**Trecho**
================
Allan Kardec- desencarne e funerais



Reformador Março 1978
A Desencarnação
 de Allan Kardec – Seus Funerais

            "Continuai a derramar sobre os vossos discípulos o vosso concurso benigno e poderoso; a obra se cumprirá!.. e vosso nome, gravado no panteão da História, entre aqueles dos benfeitores da Humanidade, se transmitirá de Idade em Idade como os dos profetas antigos." - Levent, 1870.

            No dia em que Allan Kardec desencarnava, constituindo este fato dolorosa surpresa para todos os seus amigos e para os espíritas em, geral, nesse mesmo dia o Sr. E. Muller, grande amigo do Codificador e de sua digna esposa, assim se expressava por carta ao Sr. Finet:

            “Paris, 31 de março de 1869.

          "Amigo:
          "Agora, que já estou um pouco mais calmo, eu vos escrevo. Enviando-vos meu aviso, como o fiz, talvez tenha agido um tanto brutalmente, mas me parecia que devíeis receber a comunicação imediata desse falecimento.
          "Eis alguns pormenores:
          "Ele morreu esta manhã, entre onze e doze horas, subitamente, ao entregar um número da Revue a um caixeiro de livraria que acabava de comprá-lo; ele se curvou sobre si mesmo, sem proferir uma única palavra: estava morto.
          "Sozinho em sua casa (Rua de Sant'Ana), Kardec punha em ordem seus livros e papéis para a mudança que se vinha processando e que deveria terminar amanhã. Seu empregado, aos gritos da criada e do caixeiro, acorreu ao local, ergueu-o... nada, nada mais. Delanne acudiu com toda a presteza, friccionou-o, magnetizou-o, mas em vão. Tudo estava acabado.
          "Venho de vê-lo. Penetrando a casa, com móveis e utensílios diversos atravancando a entrada, pude ver, pela porta aberta da grande sala de sessões, a desordem que acompanha os preparativos para uma mudança de domicílio; introduzido numa pequena sala de visitas, que conheceis bem, com seu tapete encarnado e seus móveis antigos, encontrei a Sra. Kardec assentada no canapé, de face para a lareira; ao seu lado, o Sr. Delanne; diante deles, sobre dois colchões colocados no chão, junto à porta da pequena sala de jantar, jazia o corpo, restos inanimados daquele que todos amamos. Sua cabeça, envolta em parte por um lenço branco atado sob o queixo, deixava ver toda a face, que parecia repousar docemente e experimentar a suave e serena satisfação do dever cumprido.
          "Nada de tétrico marcara a passagem de sua morte; se não fosse a parada da respiração, dir-se-ía que ele estava dormindo.
================
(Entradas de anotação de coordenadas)
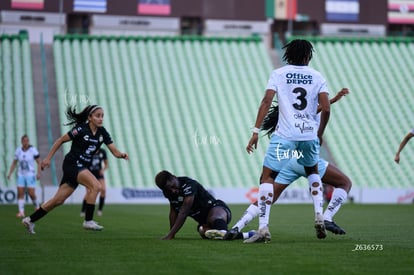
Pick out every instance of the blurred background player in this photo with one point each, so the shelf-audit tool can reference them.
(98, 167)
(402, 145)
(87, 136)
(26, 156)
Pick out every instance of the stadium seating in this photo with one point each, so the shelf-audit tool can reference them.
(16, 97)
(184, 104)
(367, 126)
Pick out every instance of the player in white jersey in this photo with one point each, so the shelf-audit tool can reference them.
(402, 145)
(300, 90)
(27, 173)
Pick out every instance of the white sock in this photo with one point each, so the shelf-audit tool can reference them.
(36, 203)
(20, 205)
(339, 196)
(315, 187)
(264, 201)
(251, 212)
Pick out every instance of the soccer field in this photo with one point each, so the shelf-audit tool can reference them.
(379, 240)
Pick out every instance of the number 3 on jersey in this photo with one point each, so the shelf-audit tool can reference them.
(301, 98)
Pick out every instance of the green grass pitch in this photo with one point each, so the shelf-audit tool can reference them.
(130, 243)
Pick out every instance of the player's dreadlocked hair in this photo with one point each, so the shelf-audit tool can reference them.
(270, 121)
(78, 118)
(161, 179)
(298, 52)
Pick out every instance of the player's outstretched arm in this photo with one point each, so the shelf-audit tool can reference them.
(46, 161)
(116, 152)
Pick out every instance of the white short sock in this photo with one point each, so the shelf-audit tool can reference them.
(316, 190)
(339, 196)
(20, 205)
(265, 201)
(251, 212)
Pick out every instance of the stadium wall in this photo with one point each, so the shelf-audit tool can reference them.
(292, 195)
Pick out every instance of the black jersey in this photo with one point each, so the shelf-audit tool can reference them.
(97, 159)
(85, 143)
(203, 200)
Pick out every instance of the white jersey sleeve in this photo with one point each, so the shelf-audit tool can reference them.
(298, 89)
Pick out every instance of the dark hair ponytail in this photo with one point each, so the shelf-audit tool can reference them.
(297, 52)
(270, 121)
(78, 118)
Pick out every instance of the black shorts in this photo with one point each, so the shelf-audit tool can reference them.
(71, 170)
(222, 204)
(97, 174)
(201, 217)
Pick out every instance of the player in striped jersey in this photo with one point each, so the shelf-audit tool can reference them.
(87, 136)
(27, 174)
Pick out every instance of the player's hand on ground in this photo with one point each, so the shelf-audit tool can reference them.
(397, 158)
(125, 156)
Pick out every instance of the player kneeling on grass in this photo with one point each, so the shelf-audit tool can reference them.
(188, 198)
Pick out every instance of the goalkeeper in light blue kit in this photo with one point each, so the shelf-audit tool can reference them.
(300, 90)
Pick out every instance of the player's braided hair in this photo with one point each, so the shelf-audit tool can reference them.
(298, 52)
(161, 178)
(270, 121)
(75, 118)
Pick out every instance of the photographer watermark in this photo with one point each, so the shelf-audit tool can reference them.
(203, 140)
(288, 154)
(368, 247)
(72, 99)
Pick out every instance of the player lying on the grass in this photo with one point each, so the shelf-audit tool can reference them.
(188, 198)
================
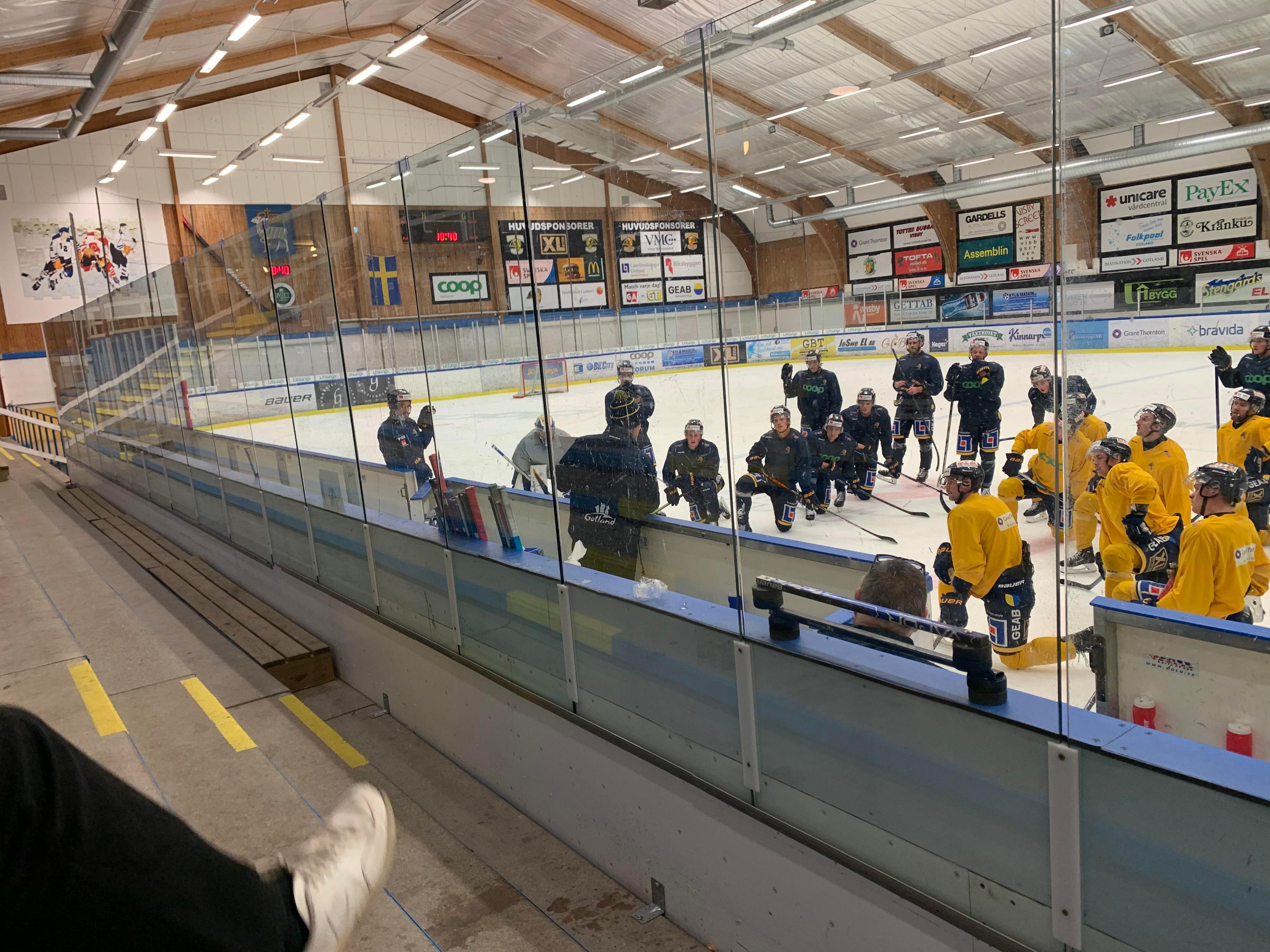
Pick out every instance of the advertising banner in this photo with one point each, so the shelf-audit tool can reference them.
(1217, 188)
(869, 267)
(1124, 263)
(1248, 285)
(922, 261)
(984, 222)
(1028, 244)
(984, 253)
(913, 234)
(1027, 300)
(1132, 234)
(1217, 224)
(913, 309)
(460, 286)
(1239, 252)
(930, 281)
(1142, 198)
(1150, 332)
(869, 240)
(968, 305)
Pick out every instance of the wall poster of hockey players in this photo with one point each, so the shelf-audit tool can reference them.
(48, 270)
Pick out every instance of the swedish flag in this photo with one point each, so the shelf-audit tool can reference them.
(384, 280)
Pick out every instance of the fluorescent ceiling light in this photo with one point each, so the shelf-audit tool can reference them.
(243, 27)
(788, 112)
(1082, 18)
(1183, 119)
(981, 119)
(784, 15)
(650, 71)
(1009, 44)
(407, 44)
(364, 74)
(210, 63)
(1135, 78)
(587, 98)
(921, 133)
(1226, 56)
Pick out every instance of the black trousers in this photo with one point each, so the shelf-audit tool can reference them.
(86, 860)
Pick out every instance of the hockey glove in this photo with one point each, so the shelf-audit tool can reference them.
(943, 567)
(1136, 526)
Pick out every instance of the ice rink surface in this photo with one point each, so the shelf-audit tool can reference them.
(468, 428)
================
**Tarefas propostas**
- A) Diga se cada afirmação concorda com o trecho sobre a morte de Allan Kardec, respondendo sim ou não e citando as palavras do texto que decidem: (i) Kardec morreu à noite; (ii) Delanne tentou reanimá-lo; (iii) a carta de E. Muller foi dirigida ao Sr. Finet.
- B) Dê continuidade ao trecho sobre a morte de Allan Kardec, começando logo depois da última frase.
As entradas não têm relação nenhuma com o que se pede aqui.

**Respostas esperadas**
- A)
(i) Não: "Ele morreu esta manhã, entre onze e doze horas"
(ii) Sim: "Delanne acudiu com toda a presteza, friccionou-o, magnetizou-o, mas em vão."
(iii) Sim: "assim se expressava por carta ao Sr. Finet"

- B)
          "Cobria-lhe o corpo uma coberta de lã branca, que, junto aos ombros dele, deixava perceber a gola do robe de chambre, a roupa que ele vestia quando fora fulminado; a seus pés, como que abandonadas, suas chinelas e meias pareciam possuir ainda o calor do corpo dele.
          "Tudo isto era triste, e, entretanto, um sentimento de doce quietude penetrava-nos a alma; tudo na casa era desordem, caos, morte, mas tudo aí parecia calmo, risonho e doce, e, diante daqueles restos, forçosamente meditamos no futuro.
          "Eu vos disse que na sexta-feira é que o enterraríamos, mas ainda não sabemos a que horas; esta noite seu corpo está sendo velado por Desliens e Tailleur; amanhã o será por Delanne e Morin.
          "Procuram-se, entre os seus papéis, suas últimas vontades, se é que ele as escreveu; de qualquer forma, o enterro será puramente civil.
          "Escrever-vos-ei, dando-vos os pormenores da cerimônia.
          "Amanhã, creio eu, cuidaremos em nomear uma comissão de espíritas mais ligados à Causa, aqueles que melhor conhecem as necessidades dela, a fim de aguardar e de saber o que se irá fazer...
          "De todo o coração, vosso amigo, 
(a) Muller."



            "Eis aqui, na medida em que minhas recordações o permitem, os pormenores da cerimônia (fúnebre):
            Exatamente ao meio dia (de 2 de abril de 1869) se pôs em marcha o cortejo, encabeçado por um único carro mortuário, modesto, seguido lentamente por respeitosa multidão formada por, quantos conseguiram comparecer a esse último encontro. O Sr. Levent, Vice-Presidente da Sociedade (Sociedade Parisiense de Estudos Espíritas), presidia a comitiva, tendo à sua esquerda o Sr. Tailleur e à sua direita o Sr. Morin, seguindo-se lhes os médiuns, o Comité -- a Sociedade toda e uma multidão de amigos e simpatizantes. Fechavam o séquito voluntários e inativos. Ao todo, de mil a mil e duzentas pessoas.
            Andando pela Rua de Grammont, o cortejo atravessou os grandes bulevares, as Ruas Laffitte, Notre-dame de Lorrette, Fontaine e os bulevares exteriores (Clichy), ingressando no cemitério de Montmartre, por entre os populares que se acotovelavam (...)”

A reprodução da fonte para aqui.